Instructions to follow:
Continue the commentary on why people are drawn to cult-like worldviews, picking up after its final sentence.

[Start Reading passage]

There's some sort of bug in the human brain software that leads us to be so susceptible to these stories, these worldviews. It's not just get-rich-quick - most people have some immunity to that. It's not just the "insiders are In The Know and have a special secret, and outsiders will never get it and we're better than them!" kind of clubby thing, which you get at when mentioning cults (and which is most insidious as a means of controlling access to information). Jehovahs Witnesses having mock-burials for their apostates (allegedly), and so on. It's not just Fear Of Missing Out. Nor is it just the promise of being self-sufficient and the self-esteem that comes with that, twisted into a way of channelling money to the founders. The whole gestalt of the experience, the many angles you put together - up to and including the emotional pull of music and group celebration - is just so entrancing. I imagine many of us have avoided such temptations, but I also imagine most of us have at least felt that pull, given it serious consideration.

[End Reading passage]
[Start Supplied data]

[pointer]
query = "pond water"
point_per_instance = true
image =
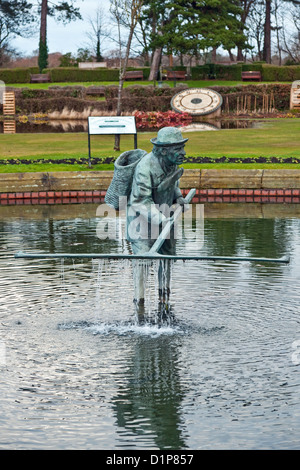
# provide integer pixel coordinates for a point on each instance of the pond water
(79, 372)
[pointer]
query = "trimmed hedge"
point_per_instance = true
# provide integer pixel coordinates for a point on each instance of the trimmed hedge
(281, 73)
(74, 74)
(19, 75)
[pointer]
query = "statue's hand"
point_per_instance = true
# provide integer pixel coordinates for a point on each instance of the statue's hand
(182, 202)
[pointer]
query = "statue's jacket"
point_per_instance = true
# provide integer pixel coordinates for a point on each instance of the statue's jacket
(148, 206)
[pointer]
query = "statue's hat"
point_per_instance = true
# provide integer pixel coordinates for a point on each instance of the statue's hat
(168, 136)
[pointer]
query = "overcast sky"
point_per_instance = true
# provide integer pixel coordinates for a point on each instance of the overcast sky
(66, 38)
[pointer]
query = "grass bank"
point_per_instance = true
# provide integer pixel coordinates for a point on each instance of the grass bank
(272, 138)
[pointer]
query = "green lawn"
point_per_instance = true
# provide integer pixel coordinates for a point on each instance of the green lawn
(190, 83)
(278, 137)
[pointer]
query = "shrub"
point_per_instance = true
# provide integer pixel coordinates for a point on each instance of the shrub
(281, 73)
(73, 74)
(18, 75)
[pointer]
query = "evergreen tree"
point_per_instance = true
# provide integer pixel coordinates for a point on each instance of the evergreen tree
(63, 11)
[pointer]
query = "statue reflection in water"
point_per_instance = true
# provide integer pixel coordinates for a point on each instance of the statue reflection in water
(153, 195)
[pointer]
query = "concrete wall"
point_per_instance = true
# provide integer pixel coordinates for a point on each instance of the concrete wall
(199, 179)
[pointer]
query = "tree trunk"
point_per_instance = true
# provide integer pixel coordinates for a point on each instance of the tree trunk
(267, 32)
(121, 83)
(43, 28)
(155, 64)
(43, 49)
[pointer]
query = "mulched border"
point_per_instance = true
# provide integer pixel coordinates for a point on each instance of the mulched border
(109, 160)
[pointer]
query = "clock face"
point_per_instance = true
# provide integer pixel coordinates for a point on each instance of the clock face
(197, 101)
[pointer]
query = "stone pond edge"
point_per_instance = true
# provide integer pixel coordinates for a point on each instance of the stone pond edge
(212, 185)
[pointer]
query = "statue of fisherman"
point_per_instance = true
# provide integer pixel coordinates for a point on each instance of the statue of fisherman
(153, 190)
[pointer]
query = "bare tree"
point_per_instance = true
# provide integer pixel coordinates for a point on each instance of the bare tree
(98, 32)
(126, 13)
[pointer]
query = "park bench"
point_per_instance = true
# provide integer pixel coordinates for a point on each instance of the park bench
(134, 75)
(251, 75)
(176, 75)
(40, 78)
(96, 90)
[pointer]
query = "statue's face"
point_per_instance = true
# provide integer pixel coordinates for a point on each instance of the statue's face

[End Supplied data]

Exercise response:
I found out about bitcoin in 2011, while I was at Big Financial Institution, learned it down to the algorithm level, and gave some thought into jumping in. Even though I was armed with a great education, few material wants and no social pressure, it's kinda nerd-sniping (XKCD reference), isn't it? Sweeps you off your feet a bit, if all you're doing is imagining the potential. At the time, I'd just gotten done narrowly avoiding the scams of penny-auction sites, and let that skepticism talk me out of it. Back when Dwolla was, sotto voce, 80% of BTC-to-USD by network volume, and you had to use that, or Mt Gox, or the various other sketchiness of early crypto to get into it.

But then over the subsequent decade, I would hear about Bitcoin basically every time it went up an order of magnitude in market cap, and think "man, I should've done that back then. Surely it's at the top now, though, or I wouldn't be hearing about it from randos, so definitely don't do it now" - and then it'd go up again. The fear of missing out, of having done something truly dumb by ignoring advice or opportunity, can kinda drag on you like the Ex Who Got Away. Even people who are emotionally and financially stable are not immune, is what I'm saying: if you're in the tech world, you can't have escaped the crypto ecosystem trend, or avoided absorbing some of its cultural memes.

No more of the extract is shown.